Text block ->
● ● ● ● ●
# Help!!!!!!!! Want better seats please,,



## Mothman (Jul 19, 2011)

Hi guys ive recently brought a Fiat Ducato hymer swing 494 1.9Td 2000 and the fiat has two front seats without arm rests,,,,,,,,,, i am really missing having arm rests,,, so guys do any of you know if i can put in any type of captain seats preferbly leather type, 

Many thanks an uncomfy Barrington B,


----------



## Deleted member 13859 (Jul 19, 2011)

hi
i dont know about your van but i put leather seats/ full electric in my van, had to modify the mountings to suit so you may be able to do the same!!
here are my seats 






happy wilding

tranivanman


----------



## Mothman (Jul 19, 2011)

SWEEEEEEEEEEEEEEEEEEEEEEEEEEEEEEEEET Now there nice looking seats, thats what im after but with armrests, thanks tranivanman, so anyone got any ideas on the fiat ducato 2000??????

Barrington B,


----------



## Deleted member 13859 (Jul 19, 2011)

hi barrington
have a look on flebay, theres loads on there with armrest as well, you might find something you fancy, seat wise that is!!!!

tranivanman


----------



## Tony Lee (Jul 19, 2011)

I took the inside arm rests off my seats because they restricted the passage between the back and front.
You might want to check that reducing your space by 4" still allows for easy access.


----------



## Deleted member 775 (Jul 19, 2011)

you have to consider the space different seats take up .but have you tried to get hold of a couple of seats out of an american r.v  sometimes available on ebay ,never going to be cheap though .another idea may be range rover ones


----------



## Deleted member 775 (Jul 19, 2011)

tranivanman said:


> hi
> i dont know about your van but i put leather seats/ full electric in my van, had to modify the mountings to suit so you may be able to do the same!!
> here are my seats
> 
> ...


  they look very much like the ford scorpio seats ????? verry comfy in fact i think they were the best thing about the car


----------



## Mothman (Jul 20, 2011)

Thats fantastic guys, i think a hunt round scrap yards & Ebay is on the cards, 

and the armrest issue never thought of the space being taken off,,,, cheers for all your sound advice,,

Barrington B,


----------



## Deleted member 13859 (Jul 20, 2011)
● ● ● ● ●
Entries provided ->
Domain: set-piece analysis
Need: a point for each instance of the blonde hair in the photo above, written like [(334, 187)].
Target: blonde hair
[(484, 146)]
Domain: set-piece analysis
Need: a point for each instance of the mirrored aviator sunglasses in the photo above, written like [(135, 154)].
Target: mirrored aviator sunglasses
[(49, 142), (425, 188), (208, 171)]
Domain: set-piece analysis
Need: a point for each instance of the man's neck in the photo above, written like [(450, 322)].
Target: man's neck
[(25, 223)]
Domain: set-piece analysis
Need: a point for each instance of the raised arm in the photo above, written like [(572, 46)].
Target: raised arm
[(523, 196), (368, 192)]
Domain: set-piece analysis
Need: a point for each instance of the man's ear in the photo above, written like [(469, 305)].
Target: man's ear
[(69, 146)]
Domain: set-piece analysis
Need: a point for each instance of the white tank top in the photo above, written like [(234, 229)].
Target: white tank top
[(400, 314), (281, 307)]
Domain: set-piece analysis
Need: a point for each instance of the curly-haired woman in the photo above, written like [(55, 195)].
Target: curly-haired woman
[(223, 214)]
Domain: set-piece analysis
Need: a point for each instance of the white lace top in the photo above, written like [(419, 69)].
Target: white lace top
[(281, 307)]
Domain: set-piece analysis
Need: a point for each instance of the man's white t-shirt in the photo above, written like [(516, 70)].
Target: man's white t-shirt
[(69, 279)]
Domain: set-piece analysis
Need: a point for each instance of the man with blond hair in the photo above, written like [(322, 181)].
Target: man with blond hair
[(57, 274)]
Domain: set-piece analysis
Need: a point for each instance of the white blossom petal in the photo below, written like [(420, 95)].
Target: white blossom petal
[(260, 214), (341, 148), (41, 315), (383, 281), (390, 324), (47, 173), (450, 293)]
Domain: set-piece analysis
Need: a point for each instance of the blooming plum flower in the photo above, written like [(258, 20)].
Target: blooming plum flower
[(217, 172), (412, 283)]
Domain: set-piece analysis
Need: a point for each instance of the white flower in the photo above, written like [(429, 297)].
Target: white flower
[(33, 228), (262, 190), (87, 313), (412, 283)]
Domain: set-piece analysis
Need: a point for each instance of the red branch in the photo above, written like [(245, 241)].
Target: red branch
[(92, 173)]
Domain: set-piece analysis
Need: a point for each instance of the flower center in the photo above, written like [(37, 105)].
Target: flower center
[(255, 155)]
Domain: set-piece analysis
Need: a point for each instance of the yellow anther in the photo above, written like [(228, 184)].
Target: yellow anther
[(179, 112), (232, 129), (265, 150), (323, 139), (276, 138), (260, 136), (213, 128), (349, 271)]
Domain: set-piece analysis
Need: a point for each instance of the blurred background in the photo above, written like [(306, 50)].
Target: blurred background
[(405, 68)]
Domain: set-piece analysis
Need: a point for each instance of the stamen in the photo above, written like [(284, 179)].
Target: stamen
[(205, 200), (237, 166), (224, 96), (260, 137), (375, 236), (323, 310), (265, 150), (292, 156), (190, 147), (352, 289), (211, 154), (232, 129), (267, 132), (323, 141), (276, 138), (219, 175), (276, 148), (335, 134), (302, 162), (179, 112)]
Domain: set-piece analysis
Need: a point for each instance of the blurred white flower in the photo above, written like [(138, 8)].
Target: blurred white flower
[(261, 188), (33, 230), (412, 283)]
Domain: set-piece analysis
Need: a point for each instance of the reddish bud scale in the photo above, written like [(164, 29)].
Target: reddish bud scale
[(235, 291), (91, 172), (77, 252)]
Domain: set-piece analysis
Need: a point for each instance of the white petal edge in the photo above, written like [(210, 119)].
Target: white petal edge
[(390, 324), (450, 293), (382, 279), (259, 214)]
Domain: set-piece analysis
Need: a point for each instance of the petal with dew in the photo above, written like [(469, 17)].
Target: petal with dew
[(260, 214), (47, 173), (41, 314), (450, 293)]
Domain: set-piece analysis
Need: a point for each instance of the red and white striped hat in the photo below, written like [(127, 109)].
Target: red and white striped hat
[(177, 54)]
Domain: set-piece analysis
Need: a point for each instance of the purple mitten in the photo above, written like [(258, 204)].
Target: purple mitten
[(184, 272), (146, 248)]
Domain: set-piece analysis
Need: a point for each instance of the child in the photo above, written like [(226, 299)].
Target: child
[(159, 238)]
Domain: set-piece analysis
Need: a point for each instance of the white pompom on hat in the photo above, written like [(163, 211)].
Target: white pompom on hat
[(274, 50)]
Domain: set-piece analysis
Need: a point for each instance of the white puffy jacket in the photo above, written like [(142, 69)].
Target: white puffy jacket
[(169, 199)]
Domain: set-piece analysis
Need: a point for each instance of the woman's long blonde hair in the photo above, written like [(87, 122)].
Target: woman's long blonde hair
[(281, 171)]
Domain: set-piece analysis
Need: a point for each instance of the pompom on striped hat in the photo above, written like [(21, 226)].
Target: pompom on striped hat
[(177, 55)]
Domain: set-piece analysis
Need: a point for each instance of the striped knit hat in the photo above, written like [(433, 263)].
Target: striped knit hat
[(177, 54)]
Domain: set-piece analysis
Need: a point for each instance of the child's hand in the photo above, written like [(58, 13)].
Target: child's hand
● ● ● ● ●
Write the next part of the forum thread about fitting better seats in a Fiat Ducato van, picking up from the point where it stops.

mandrake said:


> they look very much like the ford scorpio seats ????? verry comfy in fact i think they were the best thing about the car


 
hi there
yes your right, they are and there full electric and so comfy,   if i change the van I'll take them out and put in my next one.

happy wilding.

tranivanman


----------



## AndyC (Jul 20, 2011)

*Vito seats...*

While we are talking about seats, anyone know if there are any seats with built in swivel bases that will fit a Mercedes Vito pre 2003? I've been told that Ford Galaxy seats will fit - anyone know?

AndyC


----------



## Mothman (Aug 5, 2011)

I still cant find the right seats with armrests,,,,,,,,


----------



## teen (Aug 5, 2011)

*Seats*

I had a Merc Sprinter - terrible seats, too narrow and no arm rests.  bought a pair of seats with an arm on each installed with swivel, took them out when we sold the van, hardley used them ( changed the van) and now they are sat in the corner.  they are not leather but would be willing to sell. get in touch if you are interested and I will get them out and photo them for you.  we paid £750 for the pair - obviously dont want that much but will ask 'him thats in charge' how much he wants.


----------



## Mothman (Aug 6, 2011)

Hi Teen pictures would be good please,
Oh will they fit a fiat Ducato 2000 reg??
Barrington B,


----------



## teen (Aug 6, 2011)

doing the pics now


----------



## Mothman (Aug 19, 2011)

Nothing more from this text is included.